**Aim of the task**
Substitute "find" for every occurrence of "locate" in the entries below, and reproduce all other text without change.

──────

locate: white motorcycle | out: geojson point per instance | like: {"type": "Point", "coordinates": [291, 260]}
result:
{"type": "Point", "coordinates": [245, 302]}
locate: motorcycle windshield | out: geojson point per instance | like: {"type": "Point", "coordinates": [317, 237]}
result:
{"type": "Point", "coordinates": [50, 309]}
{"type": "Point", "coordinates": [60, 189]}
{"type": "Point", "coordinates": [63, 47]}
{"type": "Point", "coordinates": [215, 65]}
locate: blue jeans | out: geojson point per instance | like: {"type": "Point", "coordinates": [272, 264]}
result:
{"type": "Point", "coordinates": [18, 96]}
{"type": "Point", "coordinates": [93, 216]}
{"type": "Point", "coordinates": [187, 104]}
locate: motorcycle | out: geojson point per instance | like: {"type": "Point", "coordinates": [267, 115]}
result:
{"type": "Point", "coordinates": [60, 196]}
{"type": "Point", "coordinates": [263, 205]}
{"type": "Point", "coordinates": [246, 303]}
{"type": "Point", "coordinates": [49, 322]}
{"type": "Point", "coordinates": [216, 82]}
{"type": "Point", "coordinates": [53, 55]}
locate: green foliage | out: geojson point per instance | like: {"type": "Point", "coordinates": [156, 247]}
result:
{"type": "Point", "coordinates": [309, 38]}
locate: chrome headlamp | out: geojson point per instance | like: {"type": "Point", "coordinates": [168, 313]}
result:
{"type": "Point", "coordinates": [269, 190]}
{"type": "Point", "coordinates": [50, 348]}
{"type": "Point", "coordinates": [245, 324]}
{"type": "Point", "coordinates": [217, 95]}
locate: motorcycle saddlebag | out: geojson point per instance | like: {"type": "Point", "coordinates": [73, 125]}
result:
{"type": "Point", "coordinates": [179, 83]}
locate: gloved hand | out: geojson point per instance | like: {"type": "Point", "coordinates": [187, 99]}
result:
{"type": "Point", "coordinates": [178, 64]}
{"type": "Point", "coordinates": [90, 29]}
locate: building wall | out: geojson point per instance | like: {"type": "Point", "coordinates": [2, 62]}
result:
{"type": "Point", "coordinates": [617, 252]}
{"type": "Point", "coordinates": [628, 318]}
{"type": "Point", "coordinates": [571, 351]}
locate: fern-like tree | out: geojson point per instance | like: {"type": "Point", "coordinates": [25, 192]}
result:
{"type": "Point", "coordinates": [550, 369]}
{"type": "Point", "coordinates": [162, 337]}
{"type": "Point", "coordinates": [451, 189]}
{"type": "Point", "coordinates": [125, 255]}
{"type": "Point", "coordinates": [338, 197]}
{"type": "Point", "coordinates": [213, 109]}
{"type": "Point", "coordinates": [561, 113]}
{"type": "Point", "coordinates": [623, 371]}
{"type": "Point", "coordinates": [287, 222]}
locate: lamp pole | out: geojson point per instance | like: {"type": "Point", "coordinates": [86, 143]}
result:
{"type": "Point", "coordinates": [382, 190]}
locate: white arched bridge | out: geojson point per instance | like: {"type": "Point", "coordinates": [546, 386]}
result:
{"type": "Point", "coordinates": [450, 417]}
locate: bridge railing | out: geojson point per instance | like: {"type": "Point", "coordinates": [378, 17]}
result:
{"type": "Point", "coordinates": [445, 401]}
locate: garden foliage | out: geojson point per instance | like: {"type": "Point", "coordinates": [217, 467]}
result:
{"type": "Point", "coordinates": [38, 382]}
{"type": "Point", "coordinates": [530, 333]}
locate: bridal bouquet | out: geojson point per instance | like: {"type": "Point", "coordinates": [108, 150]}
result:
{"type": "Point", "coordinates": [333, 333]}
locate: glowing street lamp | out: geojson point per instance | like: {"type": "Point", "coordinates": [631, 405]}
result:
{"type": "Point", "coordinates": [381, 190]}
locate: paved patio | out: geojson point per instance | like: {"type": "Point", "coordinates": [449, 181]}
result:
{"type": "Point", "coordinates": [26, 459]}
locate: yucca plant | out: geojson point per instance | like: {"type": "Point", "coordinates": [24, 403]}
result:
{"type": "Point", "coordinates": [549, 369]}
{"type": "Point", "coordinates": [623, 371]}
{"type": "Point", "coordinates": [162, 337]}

──────

**Exercise output**
find: white motorcycle | out: geojson point per instance | like: {"type": "Point", "coordinates": [291, 260]}
result:
{"type": "Point", "coordinates": [245, 302]}
find: motorcycle windshield | out: geojson point per instance | like: {"type": "Point", "coordinates": [317, 237]}
result:
{"type": "Point", "coordinates": [50, 309]}
{"type": "Point", "coordinates": [60, 189]}
{"type": "Point", "coordinates": [63, 47]}
{"type": "Point", "coordinates": [215, 65]}
find: blue jeans | out: geojson point per instance | like: {"type": "Point", "coordinates": [272, 264]}
result:
{"type": "Point", "coordinates": [18, 96]}
{"type": "Point", "coordinates": [93, 216]}
{"type": "Point", "coordinates": [187, 104]}
find: motorcycle | out: geojson point per instance | like: {"type": "Point", "coordinates": [267, 115]}
result:
{"type": "Point", "coordinates": [60, 196]}
{"type": "Point", "coordinates": [263, 205]}
{"type": "Point", "coordinates": [246, 303]}
{"type": "Point", "coordinates": [49, 322]}
{"type": "Point", "coordinates": [216, 82]}
{"type": "Point", "coordinates": [53, 55]}
find: green foliage | out: geojson point per instance | like: {"type": "Point", "coordinates": [156, 247]}
result:
{"type": "Point", "coordinates": [309, 38]}
find: chrome headlamp | out: geojson point per instance | like: {"type": "Point", "coordinates": [168, 313]}
result:
{"type": "Point", "coordinates": [269, 190]}
{"type": "Point", "coordinates": [50, 348]}
{"type": "Point", "coordinates": [245, 324]}
{"type": "Point", "coordinates": [217, 95]}
find: motorcycle saddlebag | out: geojson point per instance | like: {"type": "Point", "coordinates": [73, 125]}
result:
{"type": "Point", "coordinates": [179, 83]}
find: gloved hand | out: geojson point per instance | like: {"type": "Point", "coordinates": [187, 99]}
result:
{"type": "Point", "coordinates": [178, 64]}
{"type": "Point", "coordinates": [90, 29]}
find: building wall | out: geojson point per instance | like: {"type": "Point", "coordinates": [2, 62]}
result:
{"type": "Point", "coordinates": [617, 252]}
{"type": "Point", "coordinates": [628, 318]}
{"type": "Point", "coordinates": [571, 351]}
find: fern-like tree | out: geojson point per instance | like: {"type": "Point", "coordinates": [25, 192]}
result:
{"type": "Point", "coordinates": [550, 369]}
{"type": "Point", "coordinates": [162, 337]}
{"type": "Point", "coordinates": [451, 189]}
{"type": "Point", "coordinates": [125, 255]}
{"type": "Point", "coordinates": [338, 197]}
{"type": "Point", "coordinates": [213, 109]}
{"type": "Point", "coordinates": [561, 113]}
{"type": "Point", "coordinates": [623, 371]}
{"type": "Point", "coordinates": [287, 222]}
find: lamp pole | out: geojson point per instance | like: {"type": "Point", "coordinates": [86, 143]}
result:
{"type": "Point", "coordinates": [382, 190]}
find: white arched bridge | out: geojson point per instance | like: {"type": "Point", "coordinates": [546, 386]}
result:
{"type": "Point", "coordinates": [450, 417]}
find: bridge railing | out: geojson point per instance | like: {"type": "Point", "coordinates": [378, 17]}
result:
{"type": "Point", "coordinates": [445, 401]}
find: garden foliage | out: geojson point per instance | like: {"type": "Point", "coordinates": [217, 467]}
result:
{"type": "Point", "coordinates": [38, 382]}
{"type": "Point", "coordinates": [530, 333]}
find: bridal bouquet | out: geojson point per instance | like: {"type": "Point", "coordinates": [108, 150]}
result:
{"type": "Point", "coordinates": [333, 333]}
find: glowing street lamp | out: geojson point per instance | like: {"type": "Point", "coordinates": [631, 405]}
result:
{"type": "Point", "coordinates": [381, 190]}
find: paved patio | out: geojson point per instance | like: {"type": "Point", "coordinates": [449, 181]}
result:
{"type": "Point", "coordinates": [26, 459]}
find: yucca plant | out: geojson point per instance | like: {"type": "Point", "coordinates": [24, 403]}
result:
{"type": "Point", "coordinates": [549, 369]}
{"type": "Point", "coordinates": [623, 371]}
{"type": "Point", "coordinates": [162, 337]}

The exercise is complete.